### Tareas propuestas
[A] Transcribe literalmente el tramo del texto sobre la cantina Tío Pepe que va desde "LA TRADICIÓN DE" hasta "a su soplón.".
[B] Prolonga el texto sobre la cantina Tío Pepe, comenzando justo después de su última oración.

### Texto presentado
::::
LA TRADICIÓN DE UNA MALA REPUTACIÓN

AQUÍ LA HISTORIA DE UNO DE LOS RINCONES PREFERIDOS DE WILLIAM BURROUGHS, QUE VINO A NUESTRO PAÍS HUYENDO DE UN JUICIO POR NARCOTRÁFICO Y SE ENFRENTÓ AQUÍ A OTRO POR ASESINATO.
Al atravesar sus puertas abatibles se puede entrar en otras épocas. La atmósfera decadente de su barra Art Nouveau, sus gabinetes lustrosos y sus espejos dan la sensación de un bar como esos en los que se reunían los poetas malditos del XIX. También provoca el presentimiento de que en cualquier instante, acodado en una esquina de la barra, un tipo de gabardina y sombrero va a encender el segundo Chesterfield mientras espera a su soplón.
POR JORGE ARTURO BORJA @jaborjal50
De las cantinas del centro de la Ciudad de México, el Tío Pepe es una de las más literarias. Se dice que abrió sus puertas en 1878 en la esquina de Independencia y Dolores, antes de que ahí se asentara el Barrio Chino. En principio se llamó La Oriental y después, Habana. Vecina de casinos clandestinos y fumaderos de opio, tenía tan mala reputación que Federico Gamboa ya la mencionaba en su novela La llaga (1913), como uno de los puntos de arranque donde cualquier capitalino podía iniciar su camino hacia la perdición: “Carraspeando al unísono, gracias a la escocedura del aguardiente crudo, por mitad de la estrecha calle de Dolores volvieron a emprenderla, quieras que no, distraídos con la típica fisonomía del rumbo, repleto de marchantes; el diluvio de figones, chirriando y apestando la atmósfera, los fritos de sus puertas; sinnúmero de «emborrachadurías» baratas y colmadas de bebedores, transpirando vahos de alcohol”.
En 1915 esta cantina figuró en los anales del crimen como uno de los tugurios que frecuentaban los miembros de la Banda del Automóvil Gris, conformada por secuestradores y ladrones. Se cuenta que en una borrachera, un tal Lecuona, hombre de confianza del general Pablo González, le confesó a Santiago Risco, su compañero de parranda que ni la debía ni la temía, que el propio general firmaba las órdenes de cateo con que los asaltantes entraban a robar a las casas de familias pudientes. Al poco tiempo se detuvo a diez de los integrantes de la banda, pero también al señor Risco que conocía sus vínculos con las autoridades. En diciembre de ese año, el propio general González firmó la orden de fusilamiento de los inculpados, entre los que estuvo el inocente señor Risco, para prevenir que se convirtiera en un vulgar chismoso.
Para los años treinta, un cliente asiduo de esta cantina fue el periodista colombiano Porfirio Barba Jacob. Su cara alargada y maciza inspiró al guatemalteco Rafael Arévalo Martínez el relato: El hombre que parecía un caballo. Alcohólico, homosexual, sifilítico, mariguano y poeta, el verdadero defecto de Barba Jacob era ser tan pobre que acostumbraba descolgarse de las ventanas de los hoteles en que vivía para no tener que pagar el hospedaje. Despreciado por los escritores reconocidos, era muy querido por los jóvenes que lo acompañaban al Tío Pepe cuando tenían recursos para invitarle un coñac, o que lo seguían a continuar la parranda en su cuarto de hotel, donde oficiando como “pontífice máximo de la inefable yerba” inició en el consumo de la mota a Efraín Huerta y Octavio Paz, entre otros personajes. Antes de morir de tuberculosis en 1942, Barba Jacob confesó en un poema que su única ambición consistía en “bruñir mi obra y cultivar mis vicios”.
::::
### Material listado
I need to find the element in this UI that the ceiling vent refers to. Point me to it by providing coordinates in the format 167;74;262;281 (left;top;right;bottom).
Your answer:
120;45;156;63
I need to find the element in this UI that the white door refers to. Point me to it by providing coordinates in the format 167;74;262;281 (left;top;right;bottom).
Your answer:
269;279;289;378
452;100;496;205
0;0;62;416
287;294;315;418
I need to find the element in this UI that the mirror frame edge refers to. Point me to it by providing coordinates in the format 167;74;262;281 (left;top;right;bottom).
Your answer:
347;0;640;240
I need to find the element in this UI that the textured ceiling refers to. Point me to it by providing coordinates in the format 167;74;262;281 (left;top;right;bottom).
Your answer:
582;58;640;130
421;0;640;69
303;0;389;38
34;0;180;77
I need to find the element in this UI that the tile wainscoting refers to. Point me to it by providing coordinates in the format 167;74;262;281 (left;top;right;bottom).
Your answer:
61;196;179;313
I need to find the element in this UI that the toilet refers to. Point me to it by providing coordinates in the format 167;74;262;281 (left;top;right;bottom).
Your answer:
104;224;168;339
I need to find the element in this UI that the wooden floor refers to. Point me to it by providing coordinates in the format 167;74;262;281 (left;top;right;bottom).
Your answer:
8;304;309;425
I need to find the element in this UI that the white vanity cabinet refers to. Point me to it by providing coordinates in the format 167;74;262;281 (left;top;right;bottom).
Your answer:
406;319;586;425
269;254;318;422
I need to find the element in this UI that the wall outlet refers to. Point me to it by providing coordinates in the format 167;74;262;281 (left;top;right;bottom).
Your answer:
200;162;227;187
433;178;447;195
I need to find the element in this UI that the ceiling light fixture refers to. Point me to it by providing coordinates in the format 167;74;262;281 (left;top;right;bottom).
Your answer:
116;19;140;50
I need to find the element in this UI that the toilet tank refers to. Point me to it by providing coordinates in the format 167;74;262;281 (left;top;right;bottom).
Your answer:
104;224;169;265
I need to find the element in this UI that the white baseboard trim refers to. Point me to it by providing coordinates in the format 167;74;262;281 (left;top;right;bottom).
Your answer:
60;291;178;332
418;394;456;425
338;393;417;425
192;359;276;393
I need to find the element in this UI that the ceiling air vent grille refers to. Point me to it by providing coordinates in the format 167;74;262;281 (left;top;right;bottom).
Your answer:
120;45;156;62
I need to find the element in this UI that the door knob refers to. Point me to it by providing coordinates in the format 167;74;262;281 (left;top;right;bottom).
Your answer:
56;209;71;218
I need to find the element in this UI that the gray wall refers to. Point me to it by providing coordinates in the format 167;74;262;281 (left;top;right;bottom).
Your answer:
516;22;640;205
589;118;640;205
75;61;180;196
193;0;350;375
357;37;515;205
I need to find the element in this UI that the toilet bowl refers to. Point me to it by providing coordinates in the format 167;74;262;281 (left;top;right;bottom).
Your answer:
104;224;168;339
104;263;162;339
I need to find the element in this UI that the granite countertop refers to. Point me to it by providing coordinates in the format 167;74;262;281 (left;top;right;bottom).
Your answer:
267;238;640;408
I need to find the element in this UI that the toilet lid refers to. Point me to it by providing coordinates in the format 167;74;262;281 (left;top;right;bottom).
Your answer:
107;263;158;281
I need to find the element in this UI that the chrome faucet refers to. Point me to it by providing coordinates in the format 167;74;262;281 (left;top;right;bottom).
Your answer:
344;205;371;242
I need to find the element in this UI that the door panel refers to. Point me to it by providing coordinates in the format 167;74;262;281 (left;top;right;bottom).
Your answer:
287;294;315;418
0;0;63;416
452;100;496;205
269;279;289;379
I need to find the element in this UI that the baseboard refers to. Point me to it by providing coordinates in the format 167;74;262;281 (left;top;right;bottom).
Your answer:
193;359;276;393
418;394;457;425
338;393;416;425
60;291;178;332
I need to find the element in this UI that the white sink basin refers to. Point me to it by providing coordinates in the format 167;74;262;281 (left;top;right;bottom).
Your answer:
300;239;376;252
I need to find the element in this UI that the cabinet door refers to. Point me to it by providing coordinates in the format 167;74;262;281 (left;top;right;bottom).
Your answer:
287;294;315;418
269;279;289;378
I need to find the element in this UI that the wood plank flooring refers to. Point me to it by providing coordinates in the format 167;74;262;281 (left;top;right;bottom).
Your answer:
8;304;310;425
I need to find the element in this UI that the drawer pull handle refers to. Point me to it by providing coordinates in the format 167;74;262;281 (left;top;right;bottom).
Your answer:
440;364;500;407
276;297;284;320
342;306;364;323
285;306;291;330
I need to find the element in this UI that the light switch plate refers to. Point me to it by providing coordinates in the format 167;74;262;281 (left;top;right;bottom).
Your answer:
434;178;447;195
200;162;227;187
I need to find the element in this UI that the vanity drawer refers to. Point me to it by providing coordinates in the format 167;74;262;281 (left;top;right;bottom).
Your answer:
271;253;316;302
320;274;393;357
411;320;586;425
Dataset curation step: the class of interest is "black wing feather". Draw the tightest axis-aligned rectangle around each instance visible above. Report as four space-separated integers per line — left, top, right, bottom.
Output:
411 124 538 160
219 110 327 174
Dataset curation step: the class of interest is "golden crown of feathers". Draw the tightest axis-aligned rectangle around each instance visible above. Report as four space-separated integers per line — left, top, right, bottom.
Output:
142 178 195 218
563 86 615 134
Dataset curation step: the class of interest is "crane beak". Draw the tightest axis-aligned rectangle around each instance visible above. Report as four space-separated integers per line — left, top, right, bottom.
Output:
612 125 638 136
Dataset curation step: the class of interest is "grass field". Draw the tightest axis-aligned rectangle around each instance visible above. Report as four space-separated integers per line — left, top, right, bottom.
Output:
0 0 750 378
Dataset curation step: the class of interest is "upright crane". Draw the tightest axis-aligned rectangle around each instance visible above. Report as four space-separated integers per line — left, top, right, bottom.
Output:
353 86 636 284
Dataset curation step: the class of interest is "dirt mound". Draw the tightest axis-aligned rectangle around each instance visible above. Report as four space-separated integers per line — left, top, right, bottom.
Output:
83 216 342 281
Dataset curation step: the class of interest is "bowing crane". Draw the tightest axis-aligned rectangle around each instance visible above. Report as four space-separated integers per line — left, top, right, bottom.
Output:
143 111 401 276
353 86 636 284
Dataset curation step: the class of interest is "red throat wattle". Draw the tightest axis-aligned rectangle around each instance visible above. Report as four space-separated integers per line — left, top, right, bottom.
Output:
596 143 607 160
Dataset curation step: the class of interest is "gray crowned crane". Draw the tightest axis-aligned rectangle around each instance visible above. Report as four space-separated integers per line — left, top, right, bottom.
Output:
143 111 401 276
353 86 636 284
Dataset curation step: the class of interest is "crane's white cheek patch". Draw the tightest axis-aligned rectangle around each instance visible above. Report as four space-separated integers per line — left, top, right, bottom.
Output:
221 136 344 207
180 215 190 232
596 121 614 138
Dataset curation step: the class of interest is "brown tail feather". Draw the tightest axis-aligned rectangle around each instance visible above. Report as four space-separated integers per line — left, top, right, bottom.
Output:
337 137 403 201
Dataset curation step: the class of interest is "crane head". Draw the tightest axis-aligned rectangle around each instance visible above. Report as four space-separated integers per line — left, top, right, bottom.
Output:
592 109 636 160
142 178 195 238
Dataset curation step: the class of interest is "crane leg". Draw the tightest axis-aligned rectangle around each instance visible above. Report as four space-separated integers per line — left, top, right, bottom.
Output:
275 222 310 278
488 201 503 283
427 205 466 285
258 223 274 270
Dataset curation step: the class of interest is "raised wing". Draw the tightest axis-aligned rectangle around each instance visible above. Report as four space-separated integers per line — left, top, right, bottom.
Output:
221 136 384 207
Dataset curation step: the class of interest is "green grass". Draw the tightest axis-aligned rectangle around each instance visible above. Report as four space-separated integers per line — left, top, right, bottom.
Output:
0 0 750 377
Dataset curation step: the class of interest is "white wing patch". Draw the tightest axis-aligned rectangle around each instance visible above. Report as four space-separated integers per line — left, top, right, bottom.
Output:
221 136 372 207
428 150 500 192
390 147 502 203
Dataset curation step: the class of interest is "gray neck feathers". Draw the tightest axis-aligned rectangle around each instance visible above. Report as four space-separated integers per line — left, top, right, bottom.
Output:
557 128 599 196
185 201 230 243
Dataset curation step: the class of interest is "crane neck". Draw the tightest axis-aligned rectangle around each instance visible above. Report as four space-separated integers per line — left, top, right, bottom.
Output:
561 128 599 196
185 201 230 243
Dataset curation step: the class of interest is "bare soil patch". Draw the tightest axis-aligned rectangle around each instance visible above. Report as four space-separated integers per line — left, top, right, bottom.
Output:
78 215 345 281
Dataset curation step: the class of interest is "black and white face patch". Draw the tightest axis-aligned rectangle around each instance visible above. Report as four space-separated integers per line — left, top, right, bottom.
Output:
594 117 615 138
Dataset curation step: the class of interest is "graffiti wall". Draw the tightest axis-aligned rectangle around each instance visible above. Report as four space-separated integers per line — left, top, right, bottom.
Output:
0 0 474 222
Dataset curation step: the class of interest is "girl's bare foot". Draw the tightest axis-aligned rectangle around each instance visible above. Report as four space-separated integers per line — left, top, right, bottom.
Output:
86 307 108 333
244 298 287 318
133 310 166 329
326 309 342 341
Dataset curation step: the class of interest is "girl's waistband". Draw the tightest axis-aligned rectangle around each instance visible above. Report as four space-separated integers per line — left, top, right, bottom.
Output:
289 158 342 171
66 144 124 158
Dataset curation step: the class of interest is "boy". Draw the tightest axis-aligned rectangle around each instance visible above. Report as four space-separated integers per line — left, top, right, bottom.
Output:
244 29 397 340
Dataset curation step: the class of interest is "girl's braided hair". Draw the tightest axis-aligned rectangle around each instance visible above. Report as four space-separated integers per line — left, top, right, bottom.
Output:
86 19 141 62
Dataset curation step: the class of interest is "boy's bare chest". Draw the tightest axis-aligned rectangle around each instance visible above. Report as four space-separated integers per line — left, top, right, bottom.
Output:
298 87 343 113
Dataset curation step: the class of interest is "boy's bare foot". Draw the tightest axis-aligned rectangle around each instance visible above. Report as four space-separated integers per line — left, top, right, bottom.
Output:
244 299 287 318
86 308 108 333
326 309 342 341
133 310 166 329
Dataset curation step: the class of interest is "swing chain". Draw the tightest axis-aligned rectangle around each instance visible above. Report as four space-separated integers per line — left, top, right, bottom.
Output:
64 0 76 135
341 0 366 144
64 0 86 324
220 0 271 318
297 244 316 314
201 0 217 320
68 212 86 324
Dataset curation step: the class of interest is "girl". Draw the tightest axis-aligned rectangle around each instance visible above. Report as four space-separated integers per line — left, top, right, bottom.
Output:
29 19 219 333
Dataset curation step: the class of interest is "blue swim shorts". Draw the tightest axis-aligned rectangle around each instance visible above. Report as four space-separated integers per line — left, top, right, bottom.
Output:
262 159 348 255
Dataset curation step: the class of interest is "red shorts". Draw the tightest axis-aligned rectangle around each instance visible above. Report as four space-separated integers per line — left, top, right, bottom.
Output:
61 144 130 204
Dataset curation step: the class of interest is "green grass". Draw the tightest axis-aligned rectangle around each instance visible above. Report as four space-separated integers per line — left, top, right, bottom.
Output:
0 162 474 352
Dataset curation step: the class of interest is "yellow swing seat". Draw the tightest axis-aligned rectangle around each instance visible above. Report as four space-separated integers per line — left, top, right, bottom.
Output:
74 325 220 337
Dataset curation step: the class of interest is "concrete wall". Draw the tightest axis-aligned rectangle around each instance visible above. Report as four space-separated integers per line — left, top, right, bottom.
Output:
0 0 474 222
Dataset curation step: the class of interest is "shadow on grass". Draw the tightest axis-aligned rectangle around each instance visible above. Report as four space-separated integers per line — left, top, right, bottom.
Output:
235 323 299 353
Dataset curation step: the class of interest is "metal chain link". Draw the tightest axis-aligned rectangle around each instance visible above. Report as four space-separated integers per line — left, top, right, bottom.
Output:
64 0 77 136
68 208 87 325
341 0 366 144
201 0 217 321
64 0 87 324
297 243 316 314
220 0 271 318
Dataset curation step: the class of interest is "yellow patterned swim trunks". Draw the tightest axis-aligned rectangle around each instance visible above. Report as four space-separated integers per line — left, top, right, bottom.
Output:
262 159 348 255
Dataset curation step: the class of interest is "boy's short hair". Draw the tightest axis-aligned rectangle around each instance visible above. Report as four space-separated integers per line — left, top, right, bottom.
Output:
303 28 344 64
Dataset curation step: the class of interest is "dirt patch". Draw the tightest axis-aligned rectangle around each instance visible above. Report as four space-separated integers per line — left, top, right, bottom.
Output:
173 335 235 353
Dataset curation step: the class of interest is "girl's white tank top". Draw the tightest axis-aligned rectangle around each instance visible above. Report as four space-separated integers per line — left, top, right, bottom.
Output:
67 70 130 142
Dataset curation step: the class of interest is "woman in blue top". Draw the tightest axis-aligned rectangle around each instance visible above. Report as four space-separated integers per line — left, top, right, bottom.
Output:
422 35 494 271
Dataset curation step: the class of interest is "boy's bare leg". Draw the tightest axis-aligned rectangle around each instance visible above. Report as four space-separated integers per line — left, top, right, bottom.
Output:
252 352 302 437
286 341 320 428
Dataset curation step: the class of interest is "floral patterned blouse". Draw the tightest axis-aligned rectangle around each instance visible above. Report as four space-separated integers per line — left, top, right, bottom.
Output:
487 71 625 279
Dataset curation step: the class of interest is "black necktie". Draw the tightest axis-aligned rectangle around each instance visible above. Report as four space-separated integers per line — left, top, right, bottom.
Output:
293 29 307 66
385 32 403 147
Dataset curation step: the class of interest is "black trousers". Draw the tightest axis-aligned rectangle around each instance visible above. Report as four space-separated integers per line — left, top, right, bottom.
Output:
::::
### Resultados por tarea
[A]
LA TRADICIÓN DE UNA MALA REPUTACIÓN

AQUÍ LA HISTORIA DE UNO DE LOS RINCONES PREFERIDOS DE WILLIAM BURROUGHS, QUE VINO A NUESTRO PAÍS HUYENDO DE UN JUICIO POR NARCOTRÁFICO Y SE ENFRENTÓ AQUÍ A OTRO POR ASESINATO.
Al atravesar sus puertas abatibles se puede entrar en otras épocas. La atmósfera decadente de su barra Art Nouveau, sus gabinetes lustrosos y sus espejos dan la sensación de un bar como esos en los que se reunían los poetas malditos del XIX. También provoca el presentimiento de que en cualquier instante, acodado en una esquina de la barra, un tipo de gabardina y sombrero va a encender el segundo Chesterfield mientras espera a su soplón.

[B]
Otro de los visitantes distinguidos de Independencia 26 fue William S. Burroughs, escritor norteamericano de la generación beatnik, quien vino a México en 1949 huyendo de un juicio por narcotráfico y ávido de experimentar las sensaciones que le ofrecían los sicotrópicos nacionales. Burroughs, que acostumbraba andar armado y tenía una mala relación con la policía de su país, narra en su novela Yonqui (1953) el encuentro que tuvo con los agentes de la ley en esta famosa cantina. Cuando estaba en una mesa tomado tequila con tres mexicanos, mientras un hombre cantaba con su guitarra, entraron cinco policías. “Pensé que tal vez me registraran, de modo que me quité la pistola y la funda del cinturón y las dejé caer debajo de la mesa, junto con un poco de opio que llevaba guardado en un paquete de cigarrillos. Los policías se tomaron una cerveza en la barra y se largaron. Cuando metí la mano bajo la mesa, la funda estaba allí, pero la pistola había desaparecido”. De poco le sirvió a Burroughs perder su arma porque unos meses después consiguió en el mercado negro una pistola Star .380 automática, con la que mató a su esposa Joan Vollmer en una borrachera en la colonia Roma.
En el Tío Pepe se han filmado películas de los hermanos Almada. Aunque esta cantina no aparece en El complot mongol, sí sirvió de escenario para la segunda adaptación cinematográfica de la novela de Rafael Bernal. Sebastián del Amo, director de la película, decidió que era el marco perfecto para que Filiberto García encendiera nuevamente su Chesterfield.